### Passage to read

ELPHAS WANIRE MAKIN v EXCELLENT SECURITY SERVICES LTD [2002] KEHC 28 (KLR)
Full Case Text
REPUBLIC OF KENYA
IN THE HIGH COURT OF KENYA
AT MOMBASA
Civil Appeal 39 of 1998
ELPHAS WANIRE MAKIN………………………….......................................................………APPELLANT
V E R S US
EXCELLENT SECURITY SERVICES LTD………….................................................……RESPONDENT
(Being an appeal from the Judgment of Muchelule Chief Magistrate delivered on
25. 6.1997 in Chief Magistrate Civil Suit No.756 of 1993)
J U D G M E N T OF COURT
The Appellant was the Plaintiff at the lower court. He sued for special damages, general damages and costs from the Defendant who was his employer. The Defendant is a Security Services firm. It hired the Appellant as a night guard. At the material time the Appellant was a supervisor who at night, moved from one premises to another to check whether other night guards were at their place of work carrying out their guarding duties. He was provided with a bicycle as the means of transport. It would appear from the records that the bicycle the Appellant used was not equipped with a head light. Nor was the appellant himself provided with a torch or a helmet. It is not easy to understand how he was able to use his bicycle during dark nights, but those are the conditions he worked under for the Respondent. His basic salary was Kshs.1,500/- per month.

######

## Task list
1. Print the part of the judgment starting with "ELPHAS WANIRE MAKIN v" and going on through "No.756 of 1993)", word for word.
2. According to the judgment, what was the Appellant's basic monthly salary?

### Data provided

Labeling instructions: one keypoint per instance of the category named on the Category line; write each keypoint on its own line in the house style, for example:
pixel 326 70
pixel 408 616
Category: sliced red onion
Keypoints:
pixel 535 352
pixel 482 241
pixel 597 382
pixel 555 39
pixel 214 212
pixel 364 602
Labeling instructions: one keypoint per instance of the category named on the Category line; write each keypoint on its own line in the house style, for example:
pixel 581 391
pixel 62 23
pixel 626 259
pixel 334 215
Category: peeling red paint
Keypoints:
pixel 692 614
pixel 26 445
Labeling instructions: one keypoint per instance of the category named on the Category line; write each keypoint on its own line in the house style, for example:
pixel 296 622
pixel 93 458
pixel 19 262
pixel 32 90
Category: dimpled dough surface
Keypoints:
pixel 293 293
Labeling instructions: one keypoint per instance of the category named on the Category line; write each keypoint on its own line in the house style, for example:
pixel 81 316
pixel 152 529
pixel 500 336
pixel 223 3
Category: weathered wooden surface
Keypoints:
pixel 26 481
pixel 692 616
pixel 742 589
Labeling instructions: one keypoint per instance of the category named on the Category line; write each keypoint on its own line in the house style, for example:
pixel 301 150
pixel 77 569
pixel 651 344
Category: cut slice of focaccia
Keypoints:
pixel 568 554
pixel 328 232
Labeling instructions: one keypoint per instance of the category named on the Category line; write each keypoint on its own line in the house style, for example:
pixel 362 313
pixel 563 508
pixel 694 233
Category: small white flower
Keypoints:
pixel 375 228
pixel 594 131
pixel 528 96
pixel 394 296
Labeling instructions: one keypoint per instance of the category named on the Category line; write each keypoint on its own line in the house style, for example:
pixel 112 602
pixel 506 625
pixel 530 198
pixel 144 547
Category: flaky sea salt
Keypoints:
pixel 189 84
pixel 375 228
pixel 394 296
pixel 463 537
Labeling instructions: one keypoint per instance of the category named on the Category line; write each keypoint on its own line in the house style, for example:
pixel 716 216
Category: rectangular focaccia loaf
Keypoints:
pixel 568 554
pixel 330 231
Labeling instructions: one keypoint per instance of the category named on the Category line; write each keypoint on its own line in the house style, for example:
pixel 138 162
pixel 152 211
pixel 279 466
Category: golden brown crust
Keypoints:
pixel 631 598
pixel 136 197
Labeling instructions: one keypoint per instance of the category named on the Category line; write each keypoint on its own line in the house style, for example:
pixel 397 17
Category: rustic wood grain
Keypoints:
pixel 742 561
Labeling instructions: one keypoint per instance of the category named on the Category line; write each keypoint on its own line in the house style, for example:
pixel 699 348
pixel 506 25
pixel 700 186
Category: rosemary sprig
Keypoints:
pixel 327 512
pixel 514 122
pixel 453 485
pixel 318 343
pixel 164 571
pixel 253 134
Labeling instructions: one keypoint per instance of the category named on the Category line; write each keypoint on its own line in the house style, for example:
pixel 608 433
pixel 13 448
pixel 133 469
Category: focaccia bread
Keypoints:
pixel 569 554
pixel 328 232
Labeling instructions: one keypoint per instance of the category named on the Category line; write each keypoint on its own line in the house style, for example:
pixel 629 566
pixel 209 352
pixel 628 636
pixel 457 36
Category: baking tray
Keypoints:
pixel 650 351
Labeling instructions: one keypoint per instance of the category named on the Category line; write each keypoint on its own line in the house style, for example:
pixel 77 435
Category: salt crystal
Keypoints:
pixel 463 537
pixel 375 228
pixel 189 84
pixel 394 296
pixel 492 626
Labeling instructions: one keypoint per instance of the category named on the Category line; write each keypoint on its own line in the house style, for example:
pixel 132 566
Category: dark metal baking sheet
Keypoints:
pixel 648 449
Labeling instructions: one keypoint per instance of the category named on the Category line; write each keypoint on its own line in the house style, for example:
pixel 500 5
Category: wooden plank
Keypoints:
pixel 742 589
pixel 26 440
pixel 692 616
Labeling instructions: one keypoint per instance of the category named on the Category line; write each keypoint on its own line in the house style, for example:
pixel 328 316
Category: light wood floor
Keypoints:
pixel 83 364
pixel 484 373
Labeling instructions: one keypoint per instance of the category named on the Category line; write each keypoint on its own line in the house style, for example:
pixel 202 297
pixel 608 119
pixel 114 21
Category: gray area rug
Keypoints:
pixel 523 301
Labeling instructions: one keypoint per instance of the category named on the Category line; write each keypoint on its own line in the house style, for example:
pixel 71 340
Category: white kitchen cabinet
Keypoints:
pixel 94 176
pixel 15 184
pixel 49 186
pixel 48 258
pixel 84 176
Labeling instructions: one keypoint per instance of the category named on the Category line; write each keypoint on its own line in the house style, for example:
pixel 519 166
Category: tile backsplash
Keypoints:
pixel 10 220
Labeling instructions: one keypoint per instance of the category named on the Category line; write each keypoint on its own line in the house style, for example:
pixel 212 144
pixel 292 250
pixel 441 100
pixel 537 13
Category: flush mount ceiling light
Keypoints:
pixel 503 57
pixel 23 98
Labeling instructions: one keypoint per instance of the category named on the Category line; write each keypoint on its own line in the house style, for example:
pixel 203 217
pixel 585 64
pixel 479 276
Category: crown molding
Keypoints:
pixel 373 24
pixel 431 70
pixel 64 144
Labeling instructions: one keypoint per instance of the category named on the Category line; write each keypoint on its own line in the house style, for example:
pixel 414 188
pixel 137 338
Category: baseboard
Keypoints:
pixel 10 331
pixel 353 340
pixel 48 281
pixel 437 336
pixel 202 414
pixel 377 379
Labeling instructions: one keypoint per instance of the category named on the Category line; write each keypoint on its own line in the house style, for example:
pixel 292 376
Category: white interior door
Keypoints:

######

## Expected responses
1.
ELPHAS WANIRE MAKIN v EXCELLENT SECURITY SERVICES LTD [2002] KEHC 28 (KLR)
Full Case Text
REPUBLIC OF KENYA
IN THE HIGH COURT OF KENYA
AT MOMBASA
Civil Appeal 39 of 1998
ELPHAS WANIRE MAKIN………………………….......................................................………APPELLANT
V E R S US
EXCELLENT SECURITY SERVICES LTD………….................................................……RESPONDENT
(Being an appeal from the Judgment of Muchelule Chief Magistrate delivered on
25. 6.1997 in Chief Magistrate Civil Suit No.756 of 1993)

2. Kshs.1,500/- per month.